## Задания
(A) Как вел себя генерал Стейн во время встречи, описанной в отрывке о визите мистера Хиннинга?
(B) Продолжите отрывок о визите мистера Хиннинга, начав сразу после его последнего предложения.

Мистер Хиннинг во время встречи с нами сильно вспотел, и многие из нас подумали, что он не совсем трезв. Как мне показалось, он говорил с южноамериканским акцентом, и у него была достаточно странная привычка сплевывать во время своей речи, чего никто из нас никогда раньше не встречал.
В конечном итоге я прервал его: «Нет, сэр, вы неправильно поняли то, что я сказал вам». На эти слова мистер Хиннинг явно обиделся. Что же касается генерала Стейна, то он просто молча наблюдал за всем происходившим, не вдаваясь в какие-либо комментарии. Поведение мистера Хиннинга вызвало у нас чувство гнева, который нам было трудно сдержать. Мы были возмущены его замечаниями и раздосадованы тем, что ему вообще позволили встретиться с нами. Обычно визит любого рода всегда поднимал нам настроение, но посещение мистера Хиннинга нас просто деморализовало. Нельзя исключать, что власти преследовали именно такую цель. Встретить представителя такой важной организации и с таким слабым знанием своего дела было весьма удручающе. В конце концов мистер Хиннинг просто повернулся и ушел, даже не попрощавшись с нами. Мы нисколько не пожалели, что он покинул нас.

## Представленные сведения
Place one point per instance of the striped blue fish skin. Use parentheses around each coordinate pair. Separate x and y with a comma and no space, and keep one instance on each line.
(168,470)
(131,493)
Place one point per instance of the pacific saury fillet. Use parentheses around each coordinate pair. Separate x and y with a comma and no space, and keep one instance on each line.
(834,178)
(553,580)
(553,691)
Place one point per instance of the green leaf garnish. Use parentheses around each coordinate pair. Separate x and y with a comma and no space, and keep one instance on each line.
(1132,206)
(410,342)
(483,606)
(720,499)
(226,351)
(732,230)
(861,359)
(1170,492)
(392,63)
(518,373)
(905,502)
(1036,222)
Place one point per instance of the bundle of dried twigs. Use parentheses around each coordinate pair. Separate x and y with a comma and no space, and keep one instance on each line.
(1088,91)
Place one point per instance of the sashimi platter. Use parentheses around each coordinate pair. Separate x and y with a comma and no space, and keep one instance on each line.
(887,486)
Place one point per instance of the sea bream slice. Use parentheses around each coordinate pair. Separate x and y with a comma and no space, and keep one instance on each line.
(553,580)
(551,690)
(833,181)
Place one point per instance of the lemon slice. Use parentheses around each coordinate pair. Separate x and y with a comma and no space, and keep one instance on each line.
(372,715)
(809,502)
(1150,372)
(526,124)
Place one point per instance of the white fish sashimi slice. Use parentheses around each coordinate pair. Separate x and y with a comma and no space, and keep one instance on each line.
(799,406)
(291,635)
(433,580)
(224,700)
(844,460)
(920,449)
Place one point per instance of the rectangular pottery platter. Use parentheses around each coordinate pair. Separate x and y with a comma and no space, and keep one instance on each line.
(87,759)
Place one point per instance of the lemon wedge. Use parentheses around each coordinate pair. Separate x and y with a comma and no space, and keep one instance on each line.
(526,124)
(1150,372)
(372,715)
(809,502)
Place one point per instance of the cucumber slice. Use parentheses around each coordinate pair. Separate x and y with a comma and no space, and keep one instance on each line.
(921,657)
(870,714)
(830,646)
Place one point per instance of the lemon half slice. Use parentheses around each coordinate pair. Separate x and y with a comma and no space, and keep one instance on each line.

## Ожидаемые ответы
(A) Он молча наблюдал за всем происходившим, не вдаваясь в какие-либо комментарии.

(B)
Еще много лет после этой встречи мы обсуждали мистера Хиннинга. Многие из заключенных ради смеха подражали его манере говорить. Мы больше никогда о нем не слышали, и он, конечно же, не приобрел на острове Роббен друзей Коллегии адвокатов США.
63
В тюрьме все заключенные классифицируются властями по четырем категориям: A, B, C и D. A – это самая высокая категория, которая предусматривает больше всего привилегий; D – самая низкая, означающая отсутствие каких-либо привилегий в принципе. Все политические заключенные (тюремные власти называли их еще осужденными по вопросам безопасности) при поступлении в тюрьму автоматически классифицировались по категории D. К числу привилегий, предусмотренных более высокими категориями, относилась возможность посещений, отправки и получения писем, организации обучения, приобретения продуктов питания, каких-либо непредвиденных расходов – всего того, что придает силы любому заключенному. Обычно политическому заключенному требовались годы, чтобы повысить свой статус с D до C.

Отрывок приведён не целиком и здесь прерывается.